Extracted text —

Step 5: Make an action plan for each of your columns. This is necessary even if column #3 doesn’t feel like a pressing issue. The point of this step is to exercise your imagination. The more ideas you can devise, the freer you can be from getting stuck. Write down as many creative solutions as you can think of. Take your time. There’s no deadline, and you can return to this step over a few days, if that’s what it takes. Feel free to brainstorm with other people, making sure that they realize your intention isn’t to lean on them, but to arrive at your own independent solution.

Here are a few examples that may help jump-start the process. For instance:

Symptom: Neglected at parties.

Solutions: Simple behavioral changes are usually what’s needed, as follows:

Come prepared with topics, such as the most recent news stories.

Keep standing: Sitting down means that you are avoiding contact. Use a tried-and-true tactic: Walk up to someone, introduce yourself and ask them what they do for a living.

Requirement 1 —
Answer these from the action-plan passage:
(a) What does it say the point of Step 5 is?
(b) What symptom does it give as an example?
(c) According to it, what does sitting down mean?
Requirement 2 —
Copy part of the action-plan passage, beginning at the words "Symptom: Neglected at" and stopping after the words "recent news stories.".
Requirement 3 —
Write what comes next in the action-plan passage, picking up after its last sentence.
The entries have nothing to do with the action-plan passage.

Dataset records —
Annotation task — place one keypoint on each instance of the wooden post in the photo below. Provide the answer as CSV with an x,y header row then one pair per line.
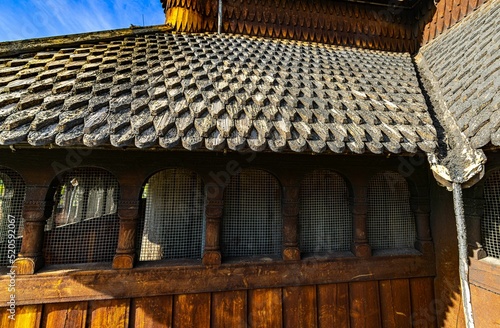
x,y
213,216
291,251
360,246
31,258
128,212
421,210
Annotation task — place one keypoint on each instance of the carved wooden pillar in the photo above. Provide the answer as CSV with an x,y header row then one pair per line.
x,y
421,210
213,216
291,251
360,246
128,212
474,211
31,258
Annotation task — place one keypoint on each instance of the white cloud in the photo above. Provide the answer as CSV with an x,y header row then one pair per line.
x,y
37,18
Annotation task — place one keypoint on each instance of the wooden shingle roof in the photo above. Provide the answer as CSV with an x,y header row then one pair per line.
x,y
465,66
215,92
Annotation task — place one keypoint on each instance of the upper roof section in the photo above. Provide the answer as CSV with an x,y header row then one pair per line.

Response box 1 —
(a) To exercise your imagination.
(b) Neglected at parties.
(c) That you are avoiding contact.

Response box 2 —
Symptom: Neglected at parties.

Solutions: Simple behavioral changes are usually what’s needed, as follows:

Come prepared with topics, such as the most recent news stories.

Response box 3 —
Eavesdrop on conversations, and if you hear one that’s interesting, walk up and say, “What you’re talking about really interests me. Can I join you?” Move from room to room, looking around with an interested gaze. When you meet someone’s eyes, smile. If they smile back, walk up and engage. If you feel sorry for yourself as the evening goes on, leave. You have better ways to fill your time, and parties aren’t for you.

Symptom: Not paid attention to by family.

Solutions: A little analysis is needed here. This symptom is frequently a variation of familiarity breeds neglect. You have allowed yourself to be put into a box. Other family members react in one of two ways: They leave you in your box because it’s the easiest thing to do, or they leave you in your box because they assume you like being there. If you complain about feeling neglected, then complaining becomes your box.

The solution is to approach someone in your family whom you trust, tell them how left out you feel and ask how you are viewed by the family. In other words, discover which box you have been placed in. Once you have a reasonable answer, you can begin to change their perception. If you are seen, for example, as quiet, accepting, unobtrusive and useful only when others need something from you, turn the tables. Start talking, speak up for yourself and ask others to help you for a change.

Symptom: Friends no longer seem close.

Solutions: Friendships start to fray for two reasons: The first is that you and your friend are no longer in the same place. One or the other has moved on, which happens. The second is that a hidden grievance has been simmering and eventually created a rupture.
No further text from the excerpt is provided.